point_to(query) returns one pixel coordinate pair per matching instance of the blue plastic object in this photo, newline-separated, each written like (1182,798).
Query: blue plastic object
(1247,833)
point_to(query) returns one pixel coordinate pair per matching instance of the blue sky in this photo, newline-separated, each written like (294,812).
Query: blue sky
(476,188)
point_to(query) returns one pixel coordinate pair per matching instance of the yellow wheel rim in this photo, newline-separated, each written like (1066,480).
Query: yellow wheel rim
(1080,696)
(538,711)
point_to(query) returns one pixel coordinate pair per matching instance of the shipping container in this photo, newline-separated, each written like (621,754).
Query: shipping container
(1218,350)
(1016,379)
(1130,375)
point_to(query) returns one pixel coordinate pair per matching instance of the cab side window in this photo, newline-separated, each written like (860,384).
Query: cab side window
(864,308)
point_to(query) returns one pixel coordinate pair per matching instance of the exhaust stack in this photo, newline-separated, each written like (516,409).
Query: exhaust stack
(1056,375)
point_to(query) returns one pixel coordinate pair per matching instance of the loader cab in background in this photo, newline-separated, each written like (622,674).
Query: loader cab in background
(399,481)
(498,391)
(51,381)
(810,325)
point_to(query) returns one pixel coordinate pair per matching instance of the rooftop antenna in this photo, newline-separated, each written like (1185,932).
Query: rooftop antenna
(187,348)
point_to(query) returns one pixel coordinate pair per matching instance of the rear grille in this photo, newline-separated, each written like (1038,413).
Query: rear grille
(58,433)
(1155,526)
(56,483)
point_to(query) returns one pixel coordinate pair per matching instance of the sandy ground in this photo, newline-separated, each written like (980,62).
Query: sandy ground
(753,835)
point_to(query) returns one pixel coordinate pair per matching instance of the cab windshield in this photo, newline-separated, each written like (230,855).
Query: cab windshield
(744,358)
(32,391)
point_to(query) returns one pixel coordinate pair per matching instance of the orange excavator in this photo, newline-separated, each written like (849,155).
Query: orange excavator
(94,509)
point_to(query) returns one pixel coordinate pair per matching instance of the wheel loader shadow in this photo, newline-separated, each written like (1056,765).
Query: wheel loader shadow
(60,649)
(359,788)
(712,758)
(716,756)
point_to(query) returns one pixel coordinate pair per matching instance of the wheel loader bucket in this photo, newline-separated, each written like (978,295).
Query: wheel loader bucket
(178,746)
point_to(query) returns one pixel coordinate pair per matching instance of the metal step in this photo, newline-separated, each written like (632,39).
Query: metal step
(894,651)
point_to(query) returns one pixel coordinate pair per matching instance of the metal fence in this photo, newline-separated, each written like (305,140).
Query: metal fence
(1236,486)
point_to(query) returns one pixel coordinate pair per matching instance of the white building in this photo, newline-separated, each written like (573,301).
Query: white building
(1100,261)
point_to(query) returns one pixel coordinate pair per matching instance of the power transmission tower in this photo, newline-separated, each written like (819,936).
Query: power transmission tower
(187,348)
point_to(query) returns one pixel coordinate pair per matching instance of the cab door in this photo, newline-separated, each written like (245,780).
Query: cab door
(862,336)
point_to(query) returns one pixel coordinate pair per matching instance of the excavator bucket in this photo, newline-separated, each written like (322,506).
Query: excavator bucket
====================
| WHAT TO PRODUCE |
Your task is to give the records above again, exactly.

| RESPONSE BOX |
point_to(query) returns one pixel coordinate pair per matching instance of the blue plastic object in this photo, newline-separated, each written like (1182,798).
Query: blue plastic object
(1247,833)
point_to(query) returns one pixel coordinate pair per matching instance of the blue sky in this photo, newline-separated, each written like (294,812).
Query: blue sky
(476,188)
point_to(query) returns one pixel coordinate pair per matching instance of the yellow wheel rim in this photo, newline-separated, each written like (1066,480).
Query: yellow wheel rim
(1080,696)
(538,711)
point_to(query) returns one pixel coordinate pair per matching instance of the shipping container in this photo, newline-separated, each written like (621,754).
Query: shipping container
(1218,350)
(1016,379)
(1130,375)
point_to(query) returns one pixel coordinate pair per matching instance of the cab side window in this photo, newline-separated, each written like (860,384).
Query: cab side window
(864,308)
point_to(query) returns one pixel coordinate pair per matching instance of the exhaust stack in this photo, newline-separated, each written like (516,409).
Query: exhaust stack
(1056,375)
point_to(query) returns one pixel coordinate pair per matching instance of the loader cab in background in this photo, newline-separated, each written like (622,674).
Query: loader cab in background
(399,481)
(498,391)
(51,381)
(810,325)
point_to(query) returns one pixel coordinate pair per matching instance of the rooftop antenna in this photo, newline-separated, each written like (1185,932).
Query: rooftop antenna
(187,348)
point_to(query) returns one pixel coordinate pair per matching instance of the rear grille in this photo, newline-separated, each written like (1038,413).
Query: rear grille
(58,433)
(1155,526)
(56,483)
point_to(query) returns one pixel coordinate pair per matching instance of the sandy ground in this photo, newline-separated, each written like (980,62).
Query: sandy ground
(753,835)
point_to(query) returns one pixel coordinate pair per matching instance of the cab windshield in this photo, newline-separated, each written like (230,855).
Query: cab windshield
(744,358)
(32,391)
point_to(query) returns one pixel coordinate pair per matching instance of the orange excavator in this photo, newline-separated, each written like (849,155).
Query: orange excavator
(94,509)
point_to(query) returns one pixel coordinate pair per matching instance of the wheel loader shadow in this photo, newline-separated, each written like (1056,765).
Query: wheel loader shadow
(60,649)
(359,788)
(712,758)
(716,756)
point_to(query) returns one pixel coordinate pair per matching instance of the wheel loader bucket in this photo, newline-separated, each written like (978,295).
Query: wheel loader bucket
(178,746)
point_to(query) returns one pixel coordinate pair per matching instance of the metal step in this photo, newline-separated, each written like (632,39).
Query: metal step
(894,651)
point_to(query) returns one pixel coordinate pair per matching instance of the metal fence in this photo, newline-separated, each written like (305,140).
Query: metal fence
(1236,486)
point_to(query) returns one pixel coordinate pair per matching instance of the white building in this photo, newline-separated, each written like (573,301).
Query: white building
(1100,261)
point_to(query) returns one pixel coordinate pair per matching instance of the power transmission tower in this photo, newline-separated, each written like (819,936).
Query: power transmission tower
(187,348)
point_to(query) returns one pixel coordinate pair per matching instance of the cab door in this photo, newline-separated, each written like (245,780).
Query: cab door
(862,336)
point_to(query) returns one pixel coordinate pair per matching instance of the excavator bucket in this photo, newline-separated, each written like (322,506).
Query: excavator bucket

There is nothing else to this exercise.